_PASSAGE:_
###
Security, especially in the computer system setting, can be a complex thing to describe. When it comes to security testing, the challenge becomes describing security in such broad terms that it becomes valid for every security system, but narrow enough to strictly describe security. In the classic sense, it defines the freedom from danger or risk. In a computer setting, it defines the situation where the system is prevented from, or protected against unauthorized access to information or deliberate destruction and alteration. Security refers to the ability of a system to maintain confidentiality and confidentiality with the information it is provided with.
Computer security is often associated with three aspects, defined by the popular acronym CIA; perhaps appropriate considering the security levels the American CIA is associated with. The C stands for confidentiality, which is to make sure there is no unauthorized access. The next is I for integrity, which is to make sure the people tasked with handling the information do not alter it. The A stands for authenticity, which is to ensure that the people using the system are truly who they claim to be. Ethical hacking makes sure that the security protocol addresses all three aspects.
###
_INFORMATION PROVIDED:_
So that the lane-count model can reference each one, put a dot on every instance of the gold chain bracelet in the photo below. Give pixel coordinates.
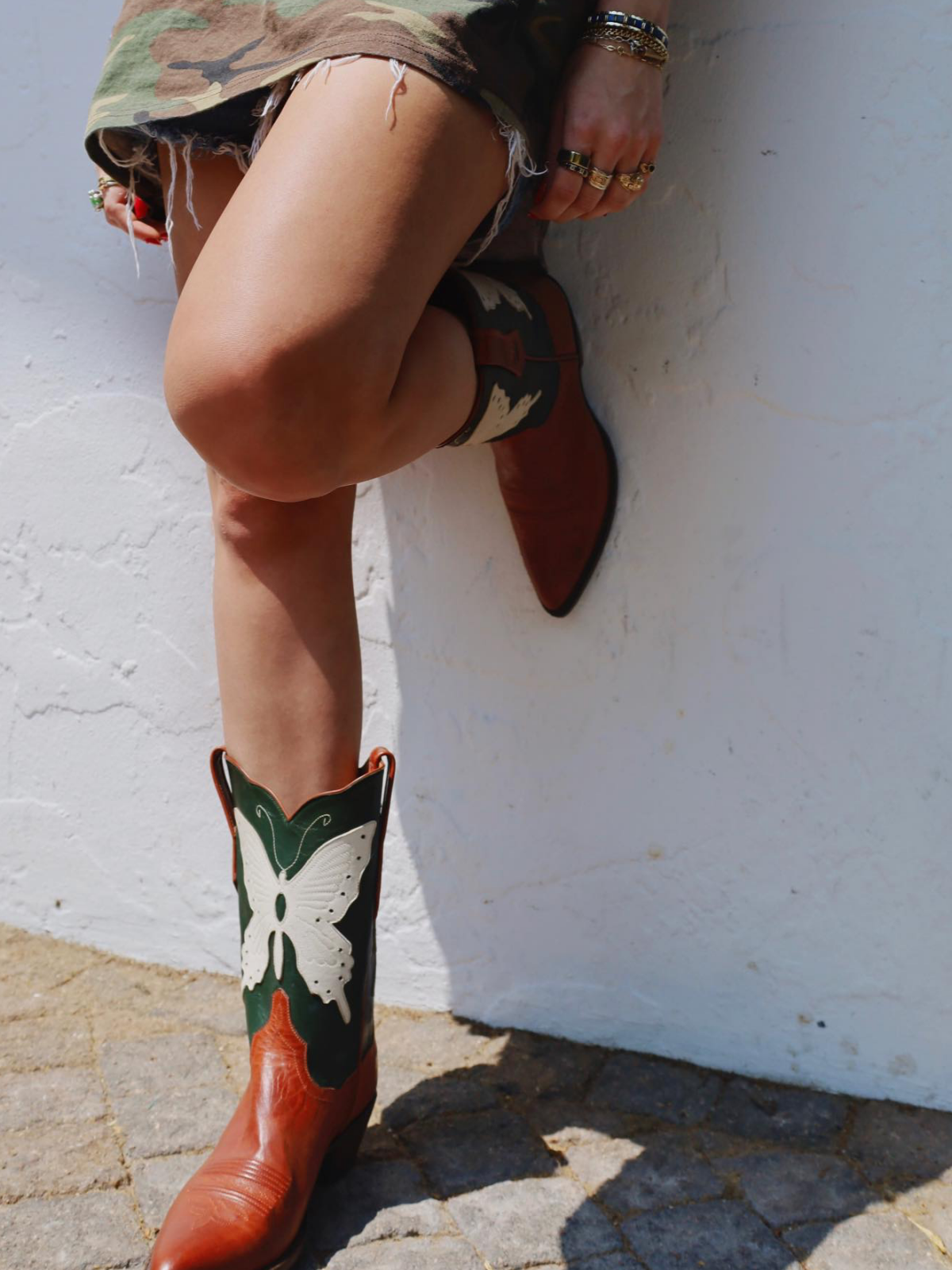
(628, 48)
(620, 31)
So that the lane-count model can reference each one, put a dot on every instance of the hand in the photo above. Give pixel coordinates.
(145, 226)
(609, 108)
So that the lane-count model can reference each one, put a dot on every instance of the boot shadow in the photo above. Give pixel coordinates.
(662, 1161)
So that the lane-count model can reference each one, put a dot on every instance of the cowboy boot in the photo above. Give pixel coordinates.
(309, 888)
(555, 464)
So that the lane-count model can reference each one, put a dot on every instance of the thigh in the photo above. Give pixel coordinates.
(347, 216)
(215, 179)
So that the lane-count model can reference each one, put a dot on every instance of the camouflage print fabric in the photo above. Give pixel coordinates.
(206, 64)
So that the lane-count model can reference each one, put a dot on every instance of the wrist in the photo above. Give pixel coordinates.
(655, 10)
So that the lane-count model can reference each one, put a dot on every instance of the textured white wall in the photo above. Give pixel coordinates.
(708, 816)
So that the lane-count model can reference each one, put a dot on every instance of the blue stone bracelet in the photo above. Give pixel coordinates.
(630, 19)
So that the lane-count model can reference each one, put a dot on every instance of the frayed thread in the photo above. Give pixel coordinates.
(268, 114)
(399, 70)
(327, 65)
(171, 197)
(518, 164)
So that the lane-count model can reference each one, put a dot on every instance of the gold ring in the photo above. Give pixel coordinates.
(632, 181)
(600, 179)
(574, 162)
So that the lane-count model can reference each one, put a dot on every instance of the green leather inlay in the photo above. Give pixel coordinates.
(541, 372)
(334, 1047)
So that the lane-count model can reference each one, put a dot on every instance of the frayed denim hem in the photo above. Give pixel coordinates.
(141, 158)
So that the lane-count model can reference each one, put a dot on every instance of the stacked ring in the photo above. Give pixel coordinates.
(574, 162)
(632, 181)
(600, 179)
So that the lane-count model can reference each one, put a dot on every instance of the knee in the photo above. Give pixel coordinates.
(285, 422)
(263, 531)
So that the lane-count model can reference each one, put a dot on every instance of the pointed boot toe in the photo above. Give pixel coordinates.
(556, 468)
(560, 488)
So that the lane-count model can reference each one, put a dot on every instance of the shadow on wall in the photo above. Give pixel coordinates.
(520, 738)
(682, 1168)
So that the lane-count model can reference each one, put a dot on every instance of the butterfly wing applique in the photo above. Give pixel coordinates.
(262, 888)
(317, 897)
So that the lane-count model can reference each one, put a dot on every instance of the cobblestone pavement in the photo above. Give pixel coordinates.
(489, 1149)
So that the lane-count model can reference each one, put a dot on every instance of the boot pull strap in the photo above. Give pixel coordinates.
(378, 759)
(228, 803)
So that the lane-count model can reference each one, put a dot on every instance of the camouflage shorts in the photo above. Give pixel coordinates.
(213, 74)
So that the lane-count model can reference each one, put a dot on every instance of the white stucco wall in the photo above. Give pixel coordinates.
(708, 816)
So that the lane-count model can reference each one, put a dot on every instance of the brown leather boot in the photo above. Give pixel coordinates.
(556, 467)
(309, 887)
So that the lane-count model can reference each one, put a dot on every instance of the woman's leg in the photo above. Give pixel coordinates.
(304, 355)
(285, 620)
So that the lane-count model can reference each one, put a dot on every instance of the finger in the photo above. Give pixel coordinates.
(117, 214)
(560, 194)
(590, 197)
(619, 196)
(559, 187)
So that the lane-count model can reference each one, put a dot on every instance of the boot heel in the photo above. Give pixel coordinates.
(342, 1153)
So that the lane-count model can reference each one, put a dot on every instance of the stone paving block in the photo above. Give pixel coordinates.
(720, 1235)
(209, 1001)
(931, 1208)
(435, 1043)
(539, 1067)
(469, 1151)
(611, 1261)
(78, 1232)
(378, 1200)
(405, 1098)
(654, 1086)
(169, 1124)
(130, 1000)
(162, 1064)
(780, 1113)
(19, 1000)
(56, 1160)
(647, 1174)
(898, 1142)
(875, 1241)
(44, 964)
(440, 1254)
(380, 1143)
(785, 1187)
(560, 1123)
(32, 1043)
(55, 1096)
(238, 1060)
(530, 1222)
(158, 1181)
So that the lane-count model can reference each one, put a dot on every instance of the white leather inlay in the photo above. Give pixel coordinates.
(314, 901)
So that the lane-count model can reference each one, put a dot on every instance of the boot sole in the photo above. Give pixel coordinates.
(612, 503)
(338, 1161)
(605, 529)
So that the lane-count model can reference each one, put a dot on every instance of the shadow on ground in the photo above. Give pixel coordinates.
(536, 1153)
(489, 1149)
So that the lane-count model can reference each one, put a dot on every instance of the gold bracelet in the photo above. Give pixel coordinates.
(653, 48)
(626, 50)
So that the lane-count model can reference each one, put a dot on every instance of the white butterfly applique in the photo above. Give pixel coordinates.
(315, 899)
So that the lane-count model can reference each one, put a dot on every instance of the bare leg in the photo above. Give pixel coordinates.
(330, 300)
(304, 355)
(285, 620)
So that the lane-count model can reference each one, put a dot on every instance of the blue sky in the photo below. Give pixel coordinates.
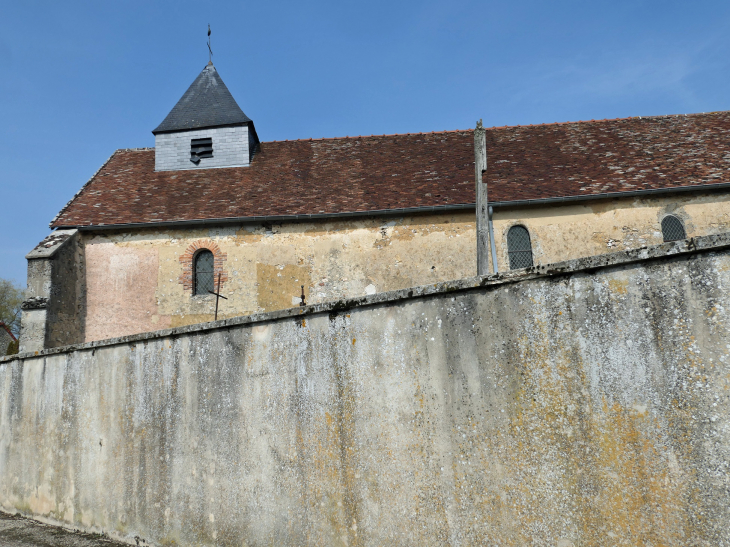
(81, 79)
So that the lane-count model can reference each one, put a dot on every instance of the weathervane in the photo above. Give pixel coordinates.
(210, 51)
###
_WHAT YOU WILL DO:_ Can you repeat the computer security passage starting at "Security, especially in" and ending at "is provided with.", replacing "computer setting" with "digital setting"?

_RESULT:_
Security, especially in the computer system setting, can be a complex thing to describe. When it comes to security testing, the challenge becomes describing security in such broad terms that it becomes valid for every security system, but narrow enough to strictly describe security. In the classic sense, it defines the freedom from danger or risk. In a digital setting, it defines the situation where the system is prevented from, or protected against unauthorized access to information or deliberate destruction and alteration. Security refers to the ability of a system to maintain confidentiality and confidentiality with the information it is provided with.